(DOCUMENT SEGMENT):

Skip to content
New issue

Have a question about this project? Sign up for a free GitHub account to open an issue and contact its maintainers and the community.

By clicking “Sign up for GitHub”, you agree to our terms of service and privacy statement. We’ll occasionally send you account related emails.

Already on GitHub? Sign in to your account

docker move_to_ns issue (GNS3 2.2.19 - Gentoo Linux) #74

Open
gfernandop opened this issue Mar 24, 2021 · 12 comments
Open

docker move_to_ns issue (GNS3 2.2.19 - Gentoo Linux) #74

gfernandop opened this issue Mar 24, 2021 · 12 comments

Comments

@gfernandop
Copy link

Hi guys,

I am experiencing some problems while trying to bring up a docker container within GNS3. After running gns3server with '-d' I found the output:

2021-03-24 19:01:48 ERROR route.py:242 Uncaught exception detected: <class 'KeyError'>
Traceback (most recent call last):
File "/usr/lib/python3.8/site-packages/gns3server/compute/base_node.py", line 631, in _ubridge_send
await self._ubridge_hypervisor.send(command)
File "/usr/lib/python3.8/site-packages/gns3server/utils/asyncio/init.py", line 163, in wrapper
return await f(oself, *args, **kwargs)

(STORED DATA):
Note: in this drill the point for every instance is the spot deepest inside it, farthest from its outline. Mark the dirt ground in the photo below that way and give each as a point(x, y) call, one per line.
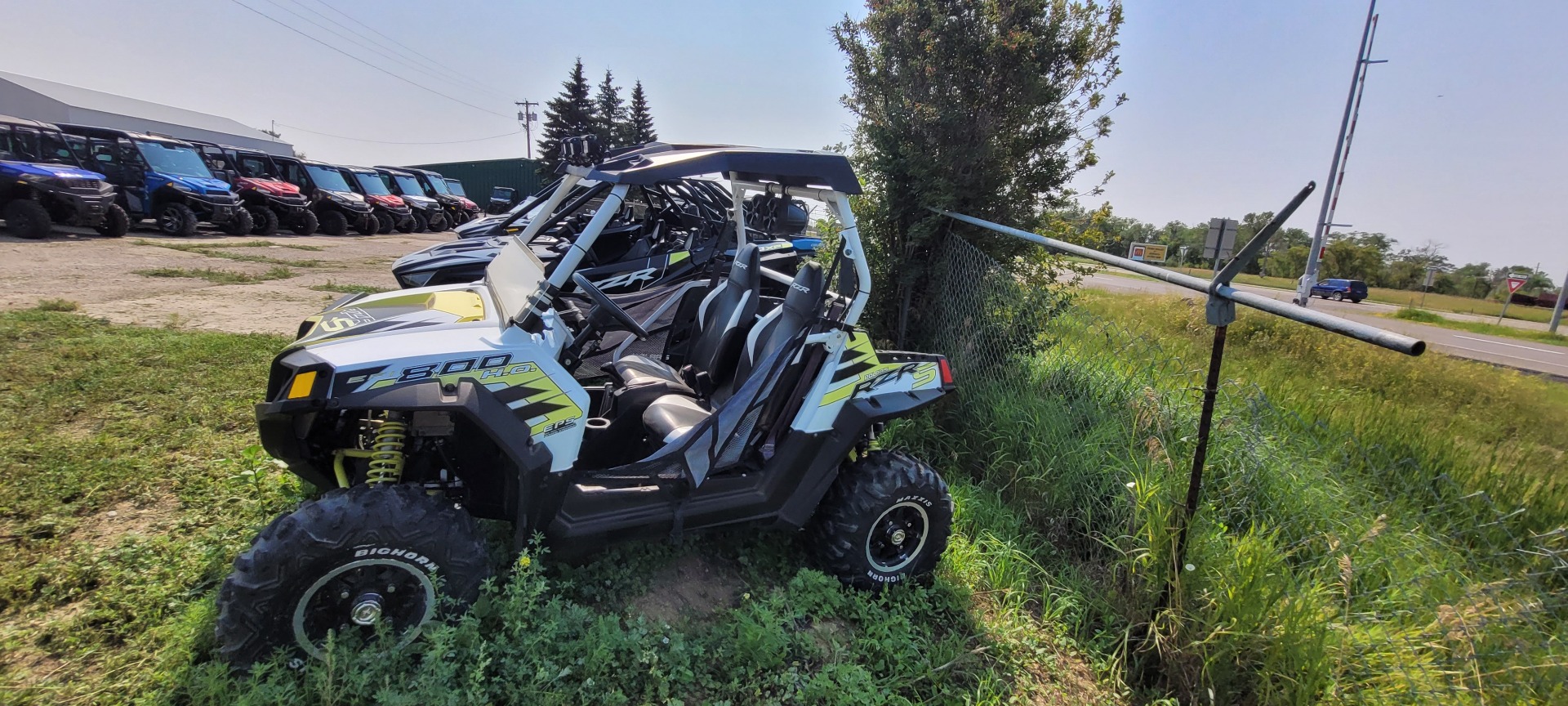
point(100, 275)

(WHAT YOU WILL DO):
(1) Based on the docker issue, and not the data, decide whether each statement agrees: (a) the issue was opened on March 24, 2021; (b) the logged exception was a ValueError; (c) gns3server was run with '-d'. Answer each with yes or no and quote the deciding words.
(2) Carry the docker issue forward from its last line.

(ANSWERS TO THE EXERCISES):
(1)
(a) Yes: "gfernandop opened this issue Mar 24, 2021"
(b) No: "Uncaught exception detected: <class 'KeyError'>"
(c) Yes: "After running gns3server with '-d' I found the output"

(2)
File "/usr/lib/python3.8/site-packages/gns3server/ubridge/ubridge_hypervisor.py", line 259, in send
raise UbridgeError(data[-1][4:])
gns3server.ubridge.ubridge_error.UbridgeError: could not complete netlink transaction

During handling of the above exception, another exception occurred:

Traceback (most recent call last):
File "/usr/lib/python3.8/site-packages/gns3server/compute/docker/docker_vm.py", line 914, in _add_ubridge_connection
await self._ubridge_send('docker move_to_ns {ifc} {ns} eth{adapter}'.format(ifc=adapter.host_ifc,
File "/usr/lib/python3.8/site-packages/gns3server/compute/base_node.py", line 633, in _ubridge_send
raise UbridgeError("Error while sending command '{}': {}: {}".format(command, e, self._ubridge_hypervisor.read_stdout()))
gns3server.ubridge.ubridge_error.UbridgeError: Error while sending command 'docker move_to_ns tap-gns3-e0 27347 eth0': could not complete netlink transaction: uBridge version 0.9.18 running with libpcap version 1.10.0 (with TPACKET_V3)
Hypervisor TCP control server started (IP 0.0.0.0 port 36283).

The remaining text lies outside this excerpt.